**Exercise**
Render the lines of the records, starting with the line that contains "Could you kindly segment every instance of the white" and running through the end of the records, both ends included, as a numbered list with blank lines omitted.

************

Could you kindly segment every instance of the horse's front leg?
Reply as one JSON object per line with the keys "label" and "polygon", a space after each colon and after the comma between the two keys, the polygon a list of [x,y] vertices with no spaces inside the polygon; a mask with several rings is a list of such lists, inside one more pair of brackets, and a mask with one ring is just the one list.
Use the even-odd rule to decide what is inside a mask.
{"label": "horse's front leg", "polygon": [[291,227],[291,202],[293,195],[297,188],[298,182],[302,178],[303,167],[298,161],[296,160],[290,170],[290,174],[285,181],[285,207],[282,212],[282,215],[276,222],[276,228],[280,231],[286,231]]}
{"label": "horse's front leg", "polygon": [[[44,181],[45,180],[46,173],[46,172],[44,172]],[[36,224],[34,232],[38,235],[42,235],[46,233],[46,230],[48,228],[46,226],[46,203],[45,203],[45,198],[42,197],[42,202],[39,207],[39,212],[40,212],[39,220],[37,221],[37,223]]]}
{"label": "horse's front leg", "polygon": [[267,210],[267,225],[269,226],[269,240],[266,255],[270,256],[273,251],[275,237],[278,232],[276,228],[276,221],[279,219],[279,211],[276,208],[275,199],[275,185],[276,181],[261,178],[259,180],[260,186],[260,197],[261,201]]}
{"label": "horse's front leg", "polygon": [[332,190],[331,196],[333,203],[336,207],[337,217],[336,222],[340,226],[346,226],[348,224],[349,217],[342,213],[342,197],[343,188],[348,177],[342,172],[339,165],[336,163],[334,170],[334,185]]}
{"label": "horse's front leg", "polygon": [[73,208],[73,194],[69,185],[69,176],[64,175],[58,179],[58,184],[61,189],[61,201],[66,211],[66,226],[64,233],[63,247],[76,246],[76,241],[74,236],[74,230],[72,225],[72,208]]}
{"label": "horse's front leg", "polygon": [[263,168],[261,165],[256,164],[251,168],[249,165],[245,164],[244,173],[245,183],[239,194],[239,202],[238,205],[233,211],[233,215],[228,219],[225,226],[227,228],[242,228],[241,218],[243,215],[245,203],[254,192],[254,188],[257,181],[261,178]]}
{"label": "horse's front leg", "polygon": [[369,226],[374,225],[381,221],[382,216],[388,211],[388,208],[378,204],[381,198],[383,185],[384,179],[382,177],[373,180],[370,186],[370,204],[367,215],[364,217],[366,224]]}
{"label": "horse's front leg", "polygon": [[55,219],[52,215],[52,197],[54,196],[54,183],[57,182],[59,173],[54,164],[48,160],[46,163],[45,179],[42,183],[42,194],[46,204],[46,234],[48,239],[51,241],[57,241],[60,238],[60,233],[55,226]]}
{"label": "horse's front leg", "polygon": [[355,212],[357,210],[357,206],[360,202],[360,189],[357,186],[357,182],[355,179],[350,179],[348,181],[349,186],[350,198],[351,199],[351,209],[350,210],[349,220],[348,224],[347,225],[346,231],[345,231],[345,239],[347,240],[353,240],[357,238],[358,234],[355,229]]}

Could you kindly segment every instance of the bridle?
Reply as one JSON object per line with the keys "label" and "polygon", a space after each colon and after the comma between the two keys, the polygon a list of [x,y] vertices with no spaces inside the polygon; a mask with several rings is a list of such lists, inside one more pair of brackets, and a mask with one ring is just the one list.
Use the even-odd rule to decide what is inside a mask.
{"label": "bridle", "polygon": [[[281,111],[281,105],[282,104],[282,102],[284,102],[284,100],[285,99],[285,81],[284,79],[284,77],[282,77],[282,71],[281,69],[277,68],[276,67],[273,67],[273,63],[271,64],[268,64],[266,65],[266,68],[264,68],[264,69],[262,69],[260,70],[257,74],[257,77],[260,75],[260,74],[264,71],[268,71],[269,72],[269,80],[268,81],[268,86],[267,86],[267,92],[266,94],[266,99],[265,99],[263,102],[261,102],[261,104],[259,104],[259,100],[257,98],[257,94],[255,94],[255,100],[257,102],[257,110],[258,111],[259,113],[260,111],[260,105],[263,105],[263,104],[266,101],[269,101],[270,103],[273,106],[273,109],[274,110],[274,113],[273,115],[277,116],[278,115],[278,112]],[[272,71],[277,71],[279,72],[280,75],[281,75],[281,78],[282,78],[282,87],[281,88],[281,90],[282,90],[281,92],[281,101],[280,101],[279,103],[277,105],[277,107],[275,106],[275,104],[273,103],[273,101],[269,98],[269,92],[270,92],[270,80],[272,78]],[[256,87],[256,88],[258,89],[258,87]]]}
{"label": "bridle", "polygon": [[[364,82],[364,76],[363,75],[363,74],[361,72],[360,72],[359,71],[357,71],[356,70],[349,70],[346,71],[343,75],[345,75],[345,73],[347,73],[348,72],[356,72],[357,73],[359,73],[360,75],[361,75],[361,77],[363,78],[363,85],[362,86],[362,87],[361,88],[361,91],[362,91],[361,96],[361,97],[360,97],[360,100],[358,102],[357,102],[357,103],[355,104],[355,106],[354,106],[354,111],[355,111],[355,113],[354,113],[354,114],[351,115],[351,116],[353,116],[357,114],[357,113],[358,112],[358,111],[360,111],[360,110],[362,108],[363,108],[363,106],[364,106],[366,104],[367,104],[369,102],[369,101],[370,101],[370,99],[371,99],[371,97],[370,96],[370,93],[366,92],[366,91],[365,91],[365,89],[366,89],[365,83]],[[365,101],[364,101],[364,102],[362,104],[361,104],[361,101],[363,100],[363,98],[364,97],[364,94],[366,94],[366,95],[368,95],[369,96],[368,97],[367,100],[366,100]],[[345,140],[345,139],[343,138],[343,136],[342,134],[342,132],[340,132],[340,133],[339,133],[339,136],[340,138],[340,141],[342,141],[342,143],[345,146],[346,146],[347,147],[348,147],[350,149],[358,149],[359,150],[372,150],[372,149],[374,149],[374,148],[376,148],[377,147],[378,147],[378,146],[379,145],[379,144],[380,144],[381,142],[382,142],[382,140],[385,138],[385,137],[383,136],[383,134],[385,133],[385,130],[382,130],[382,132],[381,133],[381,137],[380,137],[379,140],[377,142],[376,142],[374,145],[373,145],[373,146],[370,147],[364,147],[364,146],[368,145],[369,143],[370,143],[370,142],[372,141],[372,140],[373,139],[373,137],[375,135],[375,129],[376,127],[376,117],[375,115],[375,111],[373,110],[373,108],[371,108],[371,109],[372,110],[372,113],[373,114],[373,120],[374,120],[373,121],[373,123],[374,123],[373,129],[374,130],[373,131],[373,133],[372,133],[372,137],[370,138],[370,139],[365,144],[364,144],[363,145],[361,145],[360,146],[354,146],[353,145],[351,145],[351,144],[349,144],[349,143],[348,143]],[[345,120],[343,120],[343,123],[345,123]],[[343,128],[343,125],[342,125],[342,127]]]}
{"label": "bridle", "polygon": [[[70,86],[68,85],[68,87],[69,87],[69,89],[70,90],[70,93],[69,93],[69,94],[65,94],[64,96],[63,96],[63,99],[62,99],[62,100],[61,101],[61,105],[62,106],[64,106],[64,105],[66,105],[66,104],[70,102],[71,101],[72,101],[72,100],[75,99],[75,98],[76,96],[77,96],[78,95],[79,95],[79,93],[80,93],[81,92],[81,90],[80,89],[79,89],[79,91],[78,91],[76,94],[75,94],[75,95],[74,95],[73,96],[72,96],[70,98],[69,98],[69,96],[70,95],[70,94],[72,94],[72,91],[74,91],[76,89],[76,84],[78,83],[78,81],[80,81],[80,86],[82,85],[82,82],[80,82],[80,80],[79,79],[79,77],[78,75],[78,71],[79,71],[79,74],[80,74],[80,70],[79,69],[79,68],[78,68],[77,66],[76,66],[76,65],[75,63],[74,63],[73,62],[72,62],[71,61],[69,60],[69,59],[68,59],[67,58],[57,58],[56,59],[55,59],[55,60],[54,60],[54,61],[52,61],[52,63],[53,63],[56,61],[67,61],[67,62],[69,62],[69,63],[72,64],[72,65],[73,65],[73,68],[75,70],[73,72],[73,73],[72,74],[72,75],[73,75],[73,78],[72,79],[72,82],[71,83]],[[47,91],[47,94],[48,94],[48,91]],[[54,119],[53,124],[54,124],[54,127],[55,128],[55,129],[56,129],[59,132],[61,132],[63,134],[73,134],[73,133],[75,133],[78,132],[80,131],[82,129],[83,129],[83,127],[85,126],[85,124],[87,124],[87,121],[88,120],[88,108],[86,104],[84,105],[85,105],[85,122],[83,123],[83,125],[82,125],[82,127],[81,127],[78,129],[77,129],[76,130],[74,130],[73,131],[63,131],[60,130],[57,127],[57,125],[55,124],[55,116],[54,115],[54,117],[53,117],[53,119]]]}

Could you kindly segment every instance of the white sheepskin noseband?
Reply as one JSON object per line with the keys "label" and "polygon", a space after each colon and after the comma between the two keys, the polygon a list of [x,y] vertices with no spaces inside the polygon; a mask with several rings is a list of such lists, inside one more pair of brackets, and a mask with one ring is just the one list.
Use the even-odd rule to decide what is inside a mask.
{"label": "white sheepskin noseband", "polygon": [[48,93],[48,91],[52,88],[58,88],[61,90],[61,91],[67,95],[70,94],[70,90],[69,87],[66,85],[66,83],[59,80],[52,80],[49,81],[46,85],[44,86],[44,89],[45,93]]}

************

**Output of the exercise**
1. Could you kindly segment every instance of the white sheepskin noseband?
2. Reply as one JSON object per line with the keys "label" and "polygon", a space after each colon and after the comma between the two keys, the polygon a list of [x,y] vertices with no spaces inside the polygon; a mask with several rings is a list of such lists, inside one more pair of brackets, and a mask with one ring is just the one list.
3. Use the even-odd rule to decide what is inside a mask.
4. {"label": "white sheepskin noseband", "polygon": [[48,93],[48,91],[52,88],[58,88],[61,90],[61,91],[67,95],[70,94],[70,90],[69,87],[66,85],[66,83],[59,80],[52,80],[49,81],[46,85],[44,86],[44,89],[45,93]]}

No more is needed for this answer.